• [Text]

**********

Unfortunately the monitors do not report in English. The results of their efforts as translated by Google are very difficult to follow. But in principle what happens is this: the legislators are assessed on five measures: how often they were absent, how many questions they asked, how often they spoke, how often they voted and how many motions or amendments they proposed. Obviously it would be easy enough to pick holes in this methodology but the overall result is quite consistent from year to year, which suggests that it is measuring something substantial. This year Mr Lau was the winner again (or loser, however you want to look at it) with five “disadvantages”, which I take it means a low or bottom score on all five of the items listed above. Joint runners-up were two Functional Constituency lay-abouts with four disadvantages, followed by one councillor with three. This was Ronny Tong, who we may infer was practising for his up-coming retirement from the scene.

The monitors went on to criticise the president of Legco, Jasper Tsang, for deviating from the necessary levels of impartiality by conferring with pro-establishment legislators over Whatsapp during a debate, and some rulings on motions. They also provide an analysis of councillors’ levels of industry compared by party allegiance and by whether they were elected or functional. Unfortunately Google translation does not handle tables well so I cannot offer any further information on this interesting area.

**********

• [Listed records]
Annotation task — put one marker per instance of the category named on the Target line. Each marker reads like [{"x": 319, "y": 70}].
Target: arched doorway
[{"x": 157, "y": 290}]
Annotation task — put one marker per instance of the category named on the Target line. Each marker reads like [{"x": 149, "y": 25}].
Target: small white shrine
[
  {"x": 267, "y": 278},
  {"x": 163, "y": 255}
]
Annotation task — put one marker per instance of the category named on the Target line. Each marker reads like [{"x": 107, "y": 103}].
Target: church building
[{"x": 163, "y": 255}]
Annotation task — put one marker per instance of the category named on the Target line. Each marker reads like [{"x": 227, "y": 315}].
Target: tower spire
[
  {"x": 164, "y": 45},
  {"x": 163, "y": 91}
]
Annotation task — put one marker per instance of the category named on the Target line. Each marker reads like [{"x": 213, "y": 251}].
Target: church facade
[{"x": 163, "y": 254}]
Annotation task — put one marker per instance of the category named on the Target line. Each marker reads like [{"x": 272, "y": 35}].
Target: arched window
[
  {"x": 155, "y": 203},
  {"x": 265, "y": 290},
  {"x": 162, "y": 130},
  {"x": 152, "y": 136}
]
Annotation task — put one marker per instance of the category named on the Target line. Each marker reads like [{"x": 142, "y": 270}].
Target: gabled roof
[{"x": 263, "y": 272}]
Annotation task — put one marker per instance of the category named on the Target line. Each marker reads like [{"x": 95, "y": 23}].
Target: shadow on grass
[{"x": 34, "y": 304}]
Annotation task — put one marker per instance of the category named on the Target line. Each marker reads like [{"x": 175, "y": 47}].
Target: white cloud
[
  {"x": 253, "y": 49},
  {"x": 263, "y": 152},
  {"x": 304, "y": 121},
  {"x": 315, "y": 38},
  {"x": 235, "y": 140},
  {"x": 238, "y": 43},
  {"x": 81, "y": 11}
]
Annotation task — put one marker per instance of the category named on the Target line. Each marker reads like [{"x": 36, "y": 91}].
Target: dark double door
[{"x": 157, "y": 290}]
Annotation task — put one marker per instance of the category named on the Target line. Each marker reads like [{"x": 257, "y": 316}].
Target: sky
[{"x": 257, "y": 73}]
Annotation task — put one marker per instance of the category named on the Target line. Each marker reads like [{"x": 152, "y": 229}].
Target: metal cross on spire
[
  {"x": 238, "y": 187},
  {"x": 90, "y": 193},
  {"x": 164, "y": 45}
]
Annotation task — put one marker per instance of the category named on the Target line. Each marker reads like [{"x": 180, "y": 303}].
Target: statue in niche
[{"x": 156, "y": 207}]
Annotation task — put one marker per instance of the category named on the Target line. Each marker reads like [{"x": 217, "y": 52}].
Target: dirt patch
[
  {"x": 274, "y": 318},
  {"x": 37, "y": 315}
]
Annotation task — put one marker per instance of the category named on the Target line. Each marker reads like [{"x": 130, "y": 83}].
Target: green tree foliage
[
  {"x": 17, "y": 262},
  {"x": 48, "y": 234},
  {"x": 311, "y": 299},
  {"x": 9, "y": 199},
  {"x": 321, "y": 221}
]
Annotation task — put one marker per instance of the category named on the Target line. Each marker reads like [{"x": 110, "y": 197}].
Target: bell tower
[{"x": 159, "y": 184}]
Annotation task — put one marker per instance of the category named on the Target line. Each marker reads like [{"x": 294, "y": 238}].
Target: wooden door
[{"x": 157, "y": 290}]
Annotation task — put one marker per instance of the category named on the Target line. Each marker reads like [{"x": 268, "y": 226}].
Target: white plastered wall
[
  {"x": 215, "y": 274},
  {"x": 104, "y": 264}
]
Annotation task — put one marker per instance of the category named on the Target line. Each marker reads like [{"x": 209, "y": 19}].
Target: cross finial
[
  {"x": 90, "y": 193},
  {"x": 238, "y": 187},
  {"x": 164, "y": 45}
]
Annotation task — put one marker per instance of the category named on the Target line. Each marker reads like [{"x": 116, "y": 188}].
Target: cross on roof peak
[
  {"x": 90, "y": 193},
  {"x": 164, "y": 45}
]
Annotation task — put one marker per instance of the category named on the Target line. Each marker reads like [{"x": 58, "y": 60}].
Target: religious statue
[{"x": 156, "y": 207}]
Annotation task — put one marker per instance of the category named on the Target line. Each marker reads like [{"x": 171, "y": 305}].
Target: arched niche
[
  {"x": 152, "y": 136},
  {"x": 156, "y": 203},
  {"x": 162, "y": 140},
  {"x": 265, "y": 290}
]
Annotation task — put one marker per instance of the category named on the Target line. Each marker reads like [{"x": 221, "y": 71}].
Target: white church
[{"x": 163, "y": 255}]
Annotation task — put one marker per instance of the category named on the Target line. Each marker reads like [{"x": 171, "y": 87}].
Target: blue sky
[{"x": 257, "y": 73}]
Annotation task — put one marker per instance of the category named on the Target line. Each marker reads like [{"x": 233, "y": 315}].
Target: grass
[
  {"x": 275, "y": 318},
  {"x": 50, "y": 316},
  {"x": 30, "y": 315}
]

**********

• [Tasks for this exercise]
a - In the text on legislators' performance, how many "disadvantages" did Mr Lau receive this year?
b - Rewrite the stretch from "The monitors went" through "this interesting area." in the text on legislators' performance, putting "observers" in place of "monitors".

• [Written answers]
a - Five.

b -
The observers went on to criticise the president of Legco, Jasper Tsang, for deviating from the necessary levels of impartiality by conferring with pro-establishment legislators over Whatsapp during a debate, and some rulings on motions. They also provide an analysis of councillors’ levels of industry compared by party allegiance and by whether they were elected or functional. Unfortunately Google translation does not handle tables well so I cannot offer any further information on this interesting area.